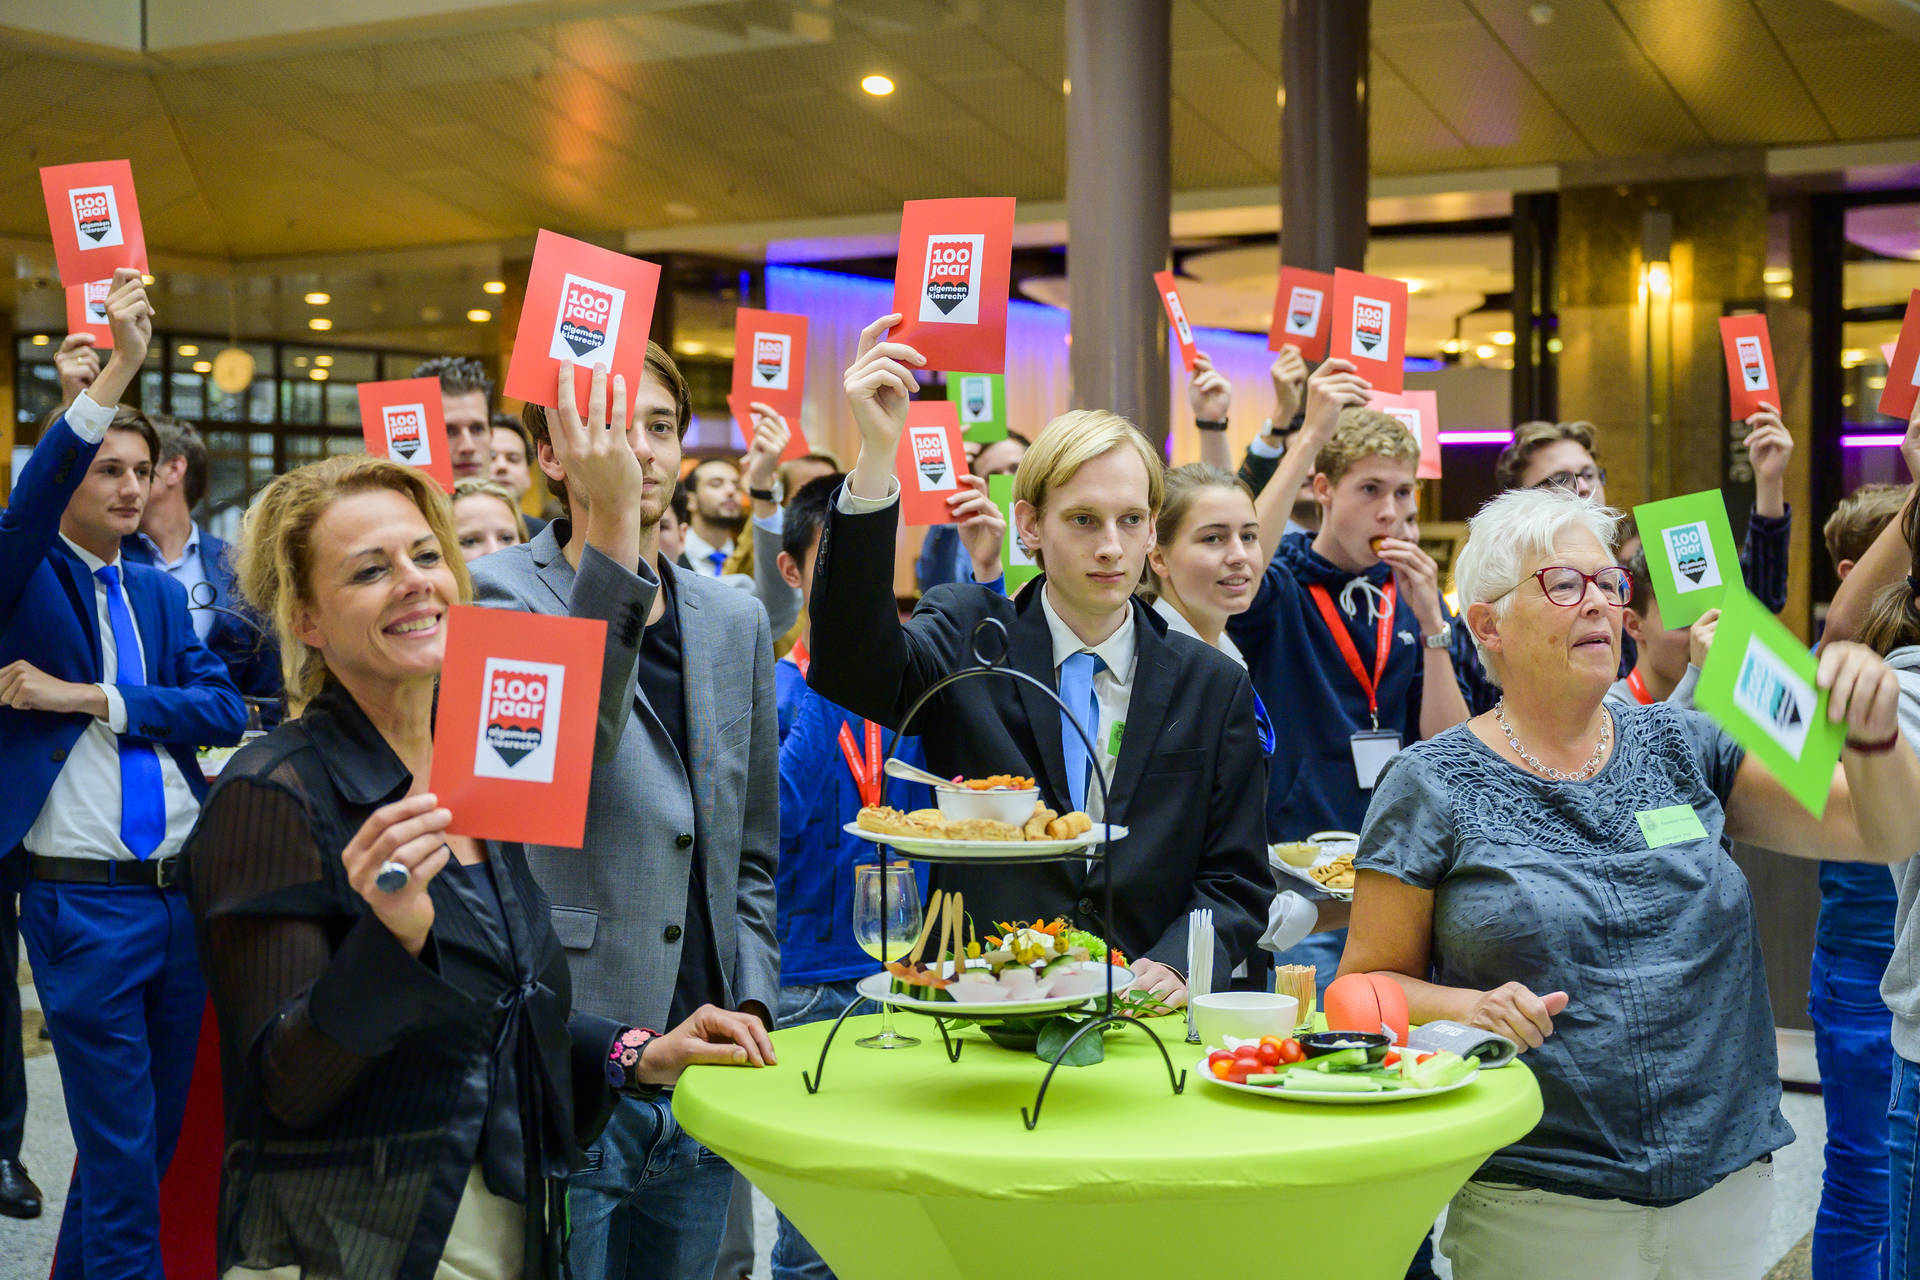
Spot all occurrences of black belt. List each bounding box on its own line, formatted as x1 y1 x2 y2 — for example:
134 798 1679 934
28 854 181 890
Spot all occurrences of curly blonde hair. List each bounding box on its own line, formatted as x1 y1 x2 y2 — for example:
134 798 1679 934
238 455 471 713
1315 408 1419 486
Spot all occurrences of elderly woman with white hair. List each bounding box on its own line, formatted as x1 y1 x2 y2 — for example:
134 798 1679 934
1339 487 1920 1280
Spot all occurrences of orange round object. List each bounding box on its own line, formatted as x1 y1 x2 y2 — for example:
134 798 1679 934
1323 972 1410 1045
----------
_Task objective_. For each record above, write out every line exactly and skip the pictures.

_Exercise response_.
Spot all occurrences of black belt. List each bounding box on its own line, formatted as x1 y1 x2 y2 — for example:
134 798 1679 934
28 854 181 890
Spot all occurrences of curly blonde hair. List each bounding box on its own line, formatted as x1 y1 x2 y2 — for example:
134 798 1679 934
238 455 471 713
1315 408 1419 486
Spot all occurrences of elderly woman with white hair. List each bounding box on its own line, formatted as x1 y1 x2 y2 — for example:
134 798 1679 934
1339 487 1920 1280
Spot all occurrences of orange round object. List each bounding box on its own line, formatted as x1 y1 x2 y2 — for example:
134 798 1679 934
1323 972 1410 1045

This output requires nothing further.